## 課題 1
記録の中から「orange」という語を含む行をすべて集めて、書き出してください。
**** 文書本文 ****
2040年までに温室効果ガス排出量を実質ゼロに!
パーパスレポートでは、シスコが環境への負荷を低減し、持続可能な社会を実現するための大きな目標として、2040年までに温室効果ガス(GHG)排出量の実質ゼロ(ネットゼロ)を実現することを掲げている。
この目標はスコープ1(事業者自らによる温室効果ガスの直接排出)注7、スコープ2(他社から供給された電気、熱・蒸気の使用に伴う間接排出)注8以外の間接排出を含むスコープ3までを含んだものである。
図1に、シスコのパーパスレポートで公表された、2020年における同社の温室効果ガス排出量のスコープごとの内訳を示す。
図1 シスコの2020年における温室効果ガス排出量の内訳※
※ それぞれの排出源の値は四捨五入しているため、すべての排出源の値を合計しても100%にはならない点に注意。
出所 2021 Cisco Purpose Report
シスコは、「2040年までに、製品使用、オペレーション、サプライチェーンを含むすべてのスコープで、温室効果ガス排出量のネットゼロ達成を公約」注9し、さらに、この長期的な目標を達成するための「意欲的な短期目標」注10として、「2025年までにスコープ1およびスコープ2全体での排出量の達成」も宣言注11している。
目標達成のための5つの戦略
シスコでは、掲げた目標を達成するために、次の5つの戦略を挙げている(図2)。
**** 演習用記録 ****
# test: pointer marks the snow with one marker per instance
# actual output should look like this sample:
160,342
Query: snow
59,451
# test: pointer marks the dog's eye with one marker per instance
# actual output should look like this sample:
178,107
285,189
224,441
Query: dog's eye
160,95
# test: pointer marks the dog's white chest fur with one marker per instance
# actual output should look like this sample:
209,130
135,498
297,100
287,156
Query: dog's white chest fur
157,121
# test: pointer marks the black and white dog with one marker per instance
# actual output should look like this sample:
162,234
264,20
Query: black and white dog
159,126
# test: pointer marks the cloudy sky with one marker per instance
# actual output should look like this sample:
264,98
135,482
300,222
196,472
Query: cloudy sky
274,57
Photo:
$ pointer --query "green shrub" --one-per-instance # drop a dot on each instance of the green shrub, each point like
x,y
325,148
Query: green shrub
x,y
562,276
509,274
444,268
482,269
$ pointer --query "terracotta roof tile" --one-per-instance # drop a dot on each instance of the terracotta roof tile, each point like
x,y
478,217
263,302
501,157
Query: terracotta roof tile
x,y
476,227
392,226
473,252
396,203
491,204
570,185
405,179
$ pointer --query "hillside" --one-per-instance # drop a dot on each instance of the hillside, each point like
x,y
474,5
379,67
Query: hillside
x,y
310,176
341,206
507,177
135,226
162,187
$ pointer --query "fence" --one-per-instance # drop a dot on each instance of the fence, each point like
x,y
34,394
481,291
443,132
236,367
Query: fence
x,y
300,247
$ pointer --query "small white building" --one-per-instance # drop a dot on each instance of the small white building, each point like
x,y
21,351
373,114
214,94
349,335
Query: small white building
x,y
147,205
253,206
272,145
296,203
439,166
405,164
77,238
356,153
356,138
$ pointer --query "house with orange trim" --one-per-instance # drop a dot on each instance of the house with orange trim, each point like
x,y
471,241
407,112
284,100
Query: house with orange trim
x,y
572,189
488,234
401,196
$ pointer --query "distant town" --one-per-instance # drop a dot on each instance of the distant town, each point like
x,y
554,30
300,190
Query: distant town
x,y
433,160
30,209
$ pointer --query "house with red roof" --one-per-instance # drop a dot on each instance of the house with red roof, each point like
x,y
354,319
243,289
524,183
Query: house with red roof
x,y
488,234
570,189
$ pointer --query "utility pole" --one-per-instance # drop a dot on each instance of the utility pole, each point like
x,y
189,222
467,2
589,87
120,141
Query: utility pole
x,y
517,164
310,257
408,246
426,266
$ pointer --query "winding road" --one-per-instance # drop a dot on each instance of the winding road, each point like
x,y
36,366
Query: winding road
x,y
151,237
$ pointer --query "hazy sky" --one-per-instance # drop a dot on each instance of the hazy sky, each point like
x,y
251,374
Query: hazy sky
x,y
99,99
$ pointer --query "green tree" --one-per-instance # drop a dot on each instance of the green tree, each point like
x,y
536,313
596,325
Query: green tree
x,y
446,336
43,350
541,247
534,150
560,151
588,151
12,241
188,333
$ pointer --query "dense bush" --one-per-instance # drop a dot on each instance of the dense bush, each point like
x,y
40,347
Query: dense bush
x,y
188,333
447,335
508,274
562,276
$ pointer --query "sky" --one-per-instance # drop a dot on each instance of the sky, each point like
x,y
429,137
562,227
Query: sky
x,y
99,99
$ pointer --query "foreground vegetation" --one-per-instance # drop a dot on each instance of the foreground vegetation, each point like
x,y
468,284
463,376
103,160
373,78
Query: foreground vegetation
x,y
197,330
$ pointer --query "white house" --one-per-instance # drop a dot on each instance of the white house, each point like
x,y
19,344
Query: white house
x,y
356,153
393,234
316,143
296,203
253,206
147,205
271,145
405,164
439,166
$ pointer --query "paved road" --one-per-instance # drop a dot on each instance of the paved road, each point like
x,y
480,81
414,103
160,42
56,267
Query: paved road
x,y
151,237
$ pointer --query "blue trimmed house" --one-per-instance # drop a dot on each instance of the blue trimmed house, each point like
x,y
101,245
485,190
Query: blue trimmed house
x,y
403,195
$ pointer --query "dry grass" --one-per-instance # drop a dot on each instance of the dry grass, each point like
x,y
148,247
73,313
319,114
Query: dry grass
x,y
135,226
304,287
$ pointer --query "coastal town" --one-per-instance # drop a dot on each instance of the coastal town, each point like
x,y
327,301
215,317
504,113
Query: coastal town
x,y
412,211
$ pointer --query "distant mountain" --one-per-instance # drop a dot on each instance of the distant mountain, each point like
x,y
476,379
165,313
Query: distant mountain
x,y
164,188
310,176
****
## 課題 2
文書本文で、図1の出所として挙げられているものは何ですか。

## 解答全文 1
$ pointer --query "house with orange trim" --one-per-instance # drop a dot on each instance of the house with orange trim, each point like
Query: house with orange trim

## 解答全文 2
2021 Cisco Purpose Report